Could you restate the entries below word for word?

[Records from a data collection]
┌──

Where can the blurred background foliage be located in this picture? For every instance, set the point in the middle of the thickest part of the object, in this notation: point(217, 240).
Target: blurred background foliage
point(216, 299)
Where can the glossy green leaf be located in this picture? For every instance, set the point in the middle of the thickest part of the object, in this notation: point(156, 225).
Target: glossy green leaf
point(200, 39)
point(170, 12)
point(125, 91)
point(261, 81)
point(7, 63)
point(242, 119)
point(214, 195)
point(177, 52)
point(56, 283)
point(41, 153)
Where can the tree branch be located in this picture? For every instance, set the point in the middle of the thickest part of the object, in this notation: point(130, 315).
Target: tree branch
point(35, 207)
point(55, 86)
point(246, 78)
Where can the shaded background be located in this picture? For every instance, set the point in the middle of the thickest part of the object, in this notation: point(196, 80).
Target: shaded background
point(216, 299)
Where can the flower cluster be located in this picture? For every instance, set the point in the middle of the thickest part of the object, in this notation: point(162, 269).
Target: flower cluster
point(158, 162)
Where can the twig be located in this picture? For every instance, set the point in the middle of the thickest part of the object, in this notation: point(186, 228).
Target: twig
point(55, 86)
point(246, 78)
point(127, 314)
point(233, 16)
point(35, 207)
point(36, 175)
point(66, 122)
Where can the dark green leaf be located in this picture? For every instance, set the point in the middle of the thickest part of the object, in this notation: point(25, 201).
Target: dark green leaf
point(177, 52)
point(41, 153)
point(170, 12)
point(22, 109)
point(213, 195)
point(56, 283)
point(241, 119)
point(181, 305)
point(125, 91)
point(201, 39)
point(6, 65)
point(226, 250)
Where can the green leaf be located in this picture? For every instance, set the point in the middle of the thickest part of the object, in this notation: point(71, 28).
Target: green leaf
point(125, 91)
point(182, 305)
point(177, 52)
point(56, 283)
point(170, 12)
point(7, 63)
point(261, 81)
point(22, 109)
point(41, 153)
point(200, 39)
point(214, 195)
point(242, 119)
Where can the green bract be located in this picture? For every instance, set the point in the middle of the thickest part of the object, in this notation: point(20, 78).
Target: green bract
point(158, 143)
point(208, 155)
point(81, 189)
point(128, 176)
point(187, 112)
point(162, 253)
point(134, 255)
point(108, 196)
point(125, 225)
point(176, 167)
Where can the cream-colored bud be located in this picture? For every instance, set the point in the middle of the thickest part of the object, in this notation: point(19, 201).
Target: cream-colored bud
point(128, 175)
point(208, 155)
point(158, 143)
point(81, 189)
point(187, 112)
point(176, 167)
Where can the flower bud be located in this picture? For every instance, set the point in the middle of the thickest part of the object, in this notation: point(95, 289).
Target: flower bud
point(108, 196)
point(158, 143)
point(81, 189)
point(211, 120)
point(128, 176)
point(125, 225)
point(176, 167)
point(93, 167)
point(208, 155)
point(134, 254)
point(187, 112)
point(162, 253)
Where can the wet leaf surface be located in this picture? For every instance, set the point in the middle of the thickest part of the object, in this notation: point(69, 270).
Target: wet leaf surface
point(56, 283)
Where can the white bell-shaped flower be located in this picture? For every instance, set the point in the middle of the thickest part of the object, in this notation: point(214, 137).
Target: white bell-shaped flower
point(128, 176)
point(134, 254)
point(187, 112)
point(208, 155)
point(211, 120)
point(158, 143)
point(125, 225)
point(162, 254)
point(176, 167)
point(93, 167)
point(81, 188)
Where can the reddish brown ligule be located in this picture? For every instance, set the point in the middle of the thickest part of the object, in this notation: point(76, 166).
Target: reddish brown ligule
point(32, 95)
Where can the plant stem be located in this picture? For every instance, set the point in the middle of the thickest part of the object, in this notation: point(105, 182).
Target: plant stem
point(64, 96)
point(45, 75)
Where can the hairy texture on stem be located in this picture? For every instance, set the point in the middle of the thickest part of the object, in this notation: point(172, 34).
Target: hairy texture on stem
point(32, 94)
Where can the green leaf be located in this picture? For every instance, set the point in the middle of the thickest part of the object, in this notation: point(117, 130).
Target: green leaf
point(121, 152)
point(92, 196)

└──

- Result below -
Where can the blurred background foliage be located in this picture? For every instance, set the point in the middle of the thickest part of the object, in this notation: point(217, 240).
Target: blurred background foliage
point(216, 299)
Where can the glossy green leaf be located in this picture? For every instance, set the point in the middle of the thickest part of the object, in this notation: point(156, 225).
Target: glossy green leaf
point(200, 39)
point(170, 12)
point(125, 91)
point(261, 81)
point(7, 63)
point(242, 119)
point(214, 195)
point(177, 52)
point(56, 283)
point(41, 153)
Where can the tree branch be located in this picture? For every instance, set the point in the middle of the thickest part of the object, in this notation: point(130, 315).
Target: tree branch
point(35, 207)
point(55, 86)
point(246, 78)
Where can the shaded background be located in this picture? For every instance, set the point in the middle of the thickest part of the object, in this notation: point(196, 80).
Target: shaded background
point(216, 299)
Where can the flower cluster be located in this picture? For every instance, set the point in the middle of the thickest part of the object, in this notation: point(162, 269).
Target: flower cluster
point(158, 162)
Where can the twig be located in this picture? For every instance, set the point in the middle of the thickest part of the object, in this notation: point(186, 228).
Target: twig
point(55, 86)
point(246, 78)
point(127, 314)
point(233, 16)
point(35, 207)
point(36, 175)
point(66, 122)
Where can the dark green leaf be located in this picture? For every instance, set the point in the middle of the thickest part of the object, in this notation: point(25, 201).
Target: dark green leaf
point(177, 52)
point(41, 153)
point(170, 12)
point(22, 109)
point(213, 195)
point(56, 283)
point(241, 119)
point(181, 305)
point(125, 91)
point(201, 39)
point(6, 65)
point(226, 250)
Where can the green leaf be located in this picture? For every instance, set the point in the middle of the thickest part of the object, in this notation: point(71, 28).
Target: green leaf
point(125, 91)
point(182, 305)
point(177, 52)
point(56, 283)
point(170, 12)
point(7, 63)
point(261, 81)
point(22, 109)
point(41, 153)
point(200, 39)
point(214, 195)
point(242, 119)
Where can the green bract be located in this picture? For every instance, set the point in the middle of the thickest part of the object, in this notation: point(20, 78).
Target: green bract
point(158, 143)
point(208, 155)
point(81, 189)
point(128, 176)
point(187, 112)
point(162, 253)
point(134, 255)
point(108, 196)
point(125, 225)
point(176, 167)
Where can the cream-colored bud be located in this picture? For every instance, set the point in the middle of the thickest part of the object, in this notation: point(19, 201).
Target: cream-colored bud
point(128, 175)
point(208, 155)
point(158, 143)
point(81, 189)
point(187, 112)
point(176, 167)
Where can the flower bud be located in this picture? For every instance, set the point in the middle of the thickest part of the object, in this notation: point(95, 289).
Target: flower bud
point(108, 196)
point(158, 143)
point(81, 189)
point(211, 120)
point(128, 176)
point(125, 225)
point(176, 167)
point(93, 167)
point(208, 155)
point(134, 254)
point(187, 112)
point(162, 253)
Where can the wet leaf surface be located in this picture? For every instance, set the point in the middle of the thickest part of the object, in this notation: point(69, 270).
Target: wet leaf surface
point(56, 283)
Where can the white bell-shaped flower be located in this picture? For every instance, set the point in the middle of the thickest part of the object, in this notation: point(214, 137).
Target: white bell-shaped flower
point(128, 176)
point(134, 254)
point(187, 112)
point(208, 155)
point(211, 120)
point(158, 143)
point(125, 225)
point(162, 254)
point(176, 167)
point(93, 167)
point(81, 188)
Where can the reddish brown ligule be located in this picture? For every instance, set the point in the middle of the thickest part of the object, in this notation: point(76, 166).
Target: reddish brown ligule
point(32, 95)
Where can the plant stem be located in this picture? For every instance, set the point in the middle of the thickest part of the object, in this notation: point(105, 182).
Target: plant stem
point(64, 96)
point(45, 75)
Where can the hairy texture on stem be located in this picture? For every instance, set the point in the middle of the thickest part of the object, in this notation: point(172, 34).
Target: hairy texture on stem
point(32, 94)
Where can the green leaf be located in this picture? For every instance, set the point in the middle of the thickest part of the object, in this notation: point(117, 130).
Target: green leaf
point(121, 152)
point(92, 196)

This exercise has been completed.